BRIEF 1
Answer these questions from the market report:
(a) What level did the capesize index reach?
(b) At what level did the 10-year T-note yield finish?
(c) Where did the Hang Seng in Hong Kong close?

###

Ocean freight markets
The Baltic Exchange’s main sea freight index rose on Friday and logged its best week in five, helped mostly by a rebound in the capesize segment. The overall index, indeed, edged up 13 points to 1,110. It posted a weekly gain of 13.5%. Notably, the capesize index rose 29 points, or 1.6%, to 1,830. The index rose 27% for the week, its best in five. Average daily earnings for capesizes, which typically transport 150,000-tonne cargoes such as iron ore and coal, increased by $243 to $15,180. The panamax index gained 20 points, or 2.1%, to 975, a peak since July 19. The index gained about 5.5% for the week. Average daily earnings for panamaxes, which usually carry coal or grain cargoes of about 60,000 to 70,000 tonnes, increased $180 to $8,774. Among smaller vessels, the supramax index fell by 7 points to 726.
Equity markets
US stocks indexes closed moderately higher, after key measures of U.S. inflation cooled, bolstering optimism the economy can avoid a recession and that the Federal Reserve can achieve a soft landing. U.S. Jun personal spending rose +0.5% m/m, stronger than expectations of +0.4% m/m. Jun personal income rose +0.3% m/m, weaker than expectations of +0.5% m/m. The U.S. Jun PCE core deflator, the Fed’s preferred gauge of inflation, eased to +4.1% y/y from +4.6% y/y in May, better than expectations of +4.2% y/y and the slowest pace of increase in 1-3/4 years. The U.S. Q2 employment cost index rose +1.0% (q/q annualized), slower than expectations of +1.1% and the smallest pace of increase in 2 years. The University of Michigan U.S. Jul consumer sentiment was revised lower to 71.6 from the initially reported 72.6. In this context, the markets are discounting the odds at 22% for a +25 bp rate hike at the September 20 FOMC meeting. Thus, the 10-year T-note yield fell from a 2-1/2 week high of 4.038% and finished down -3.3 bp at 3.965%, lifting megacap growth and technology stocks sharply higher. And strength in technology stocks boosted the overall market, with Intel jumping more than +6%. All three major U.S. indexes indeed ended the week with gains, also thanks a slew of Big Tech earnings. As a result, the Dow Jones Industrial Average rose 176.37 points, or 0.5%, to 35,459.09, the S&P 500 gained 44.76 points, or 0.99%, to 4,582.17 and the Nasdaq Composite added 266.55 points, or 1.9%, to 14,316.66. For the week, the Nasdaq climbed 2.02%, while the S&P rose 1.01%, and the Dow gained 0.66%. The gains gave the S&P 500 its highest close since April 4, 2022. On this morning, shares were mostly higher in Asia. Sentiment also has been boosted by revived hopes for more stimulus from Beijing for the sluggish Chinese economy. Thus, the Hang Seng in Hong Kong rose 1.5% to 20,208.78 while the Shanghai Composite index advanced 0.6% to 3,296.58. Tokyo’s Nikkei 225 index was up 1.1% at 33,133.39. In Seoul, the Kospi climbed 0.7% to 2,626.86. Australia’s S&P/ASX 200 edged 0.1% lower, to 7,399.00 and the SET in Bangkok was up 0.6%. The Sensex in India was little changed.

###

BRIEF 2
Can you pull out every line of the records below and reproduce each one without any change?

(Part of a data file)
###

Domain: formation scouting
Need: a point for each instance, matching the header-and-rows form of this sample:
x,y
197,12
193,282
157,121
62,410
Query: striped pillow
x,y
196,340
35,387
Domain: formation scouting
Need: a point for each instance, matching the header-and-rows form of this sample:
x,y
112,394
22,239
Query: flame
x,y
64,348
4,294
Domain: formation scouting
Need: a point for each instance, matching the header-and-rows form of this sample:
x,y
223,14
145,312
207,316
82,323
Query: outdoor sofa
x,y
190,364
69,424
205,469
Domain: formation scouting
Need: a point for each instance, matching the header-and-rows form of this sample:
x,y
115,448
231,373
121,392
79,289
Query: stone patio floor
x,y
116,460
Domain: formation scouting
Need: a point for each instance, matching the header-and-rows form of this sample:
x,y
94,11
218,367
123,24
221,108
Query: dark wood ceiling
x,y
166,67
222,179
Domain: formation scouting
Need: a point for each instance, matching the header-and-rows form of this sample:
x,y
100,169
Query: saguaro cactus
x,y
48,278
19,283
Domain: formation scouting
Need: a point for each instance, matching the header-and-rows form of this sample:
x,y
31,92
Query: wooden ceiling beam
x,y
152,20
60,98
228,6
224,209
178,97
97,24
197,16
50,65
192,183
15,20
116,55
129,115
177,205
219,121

###

FULL SOLUTION 1
(a) 1,830
(b) 3.965%
(c) 20,208.78

FULL SOLUTION 2
Domain: formation scouting
Need: a point for each instance, matching the header-and-rows form of this sample:
x,y
197,12
193,282
157,121
62,410
Query: striped pillow
x,y
196,340
35,387
Domain: formation scouting
Need: a point for each instance, matching the header-and-rows form of this sample:
x,y
112,394
22,239
Query: flame
x,y
64,348
4,294
Domain: formation scouting
Need: a point for each instance, matching the header-and-rows form of this sample:
x,y
223,14
145,312
207,316
82,323
Query: outdoor sofa
x,y
190,364
69,424
205,469
Domain: formation scouting
Need: a point for each instance, matching the header-and-rows form of this sample:
x,y
115,448
231,373
121,392
79,289
Query: stone patio floor
x,y
116,460
Domain: formation scouting
Need: a point for each instance, matching the header-and-rows form of this sample:
x,y
94,11
218,367
123,24
221,108
Query: dark wood ceiling
x,y
166,67
222,179
Domain: formation scouting
Need: a point for each instance, matching the header-and-rows form of this sample:
x,y
100,169
Query: saguaro cactus
x,y
48,278
19,283
Domain: formation scouting
Need: a point for each instance, matching the header-and-rows form of this sample:
x,y
31,92
Query: wooden ceiling beam
x,y
152,20
60,98
228,6
224,209
178,97
97,24
197,16
50,65
192,183
15,20
116,55
129,115
177,205
219,121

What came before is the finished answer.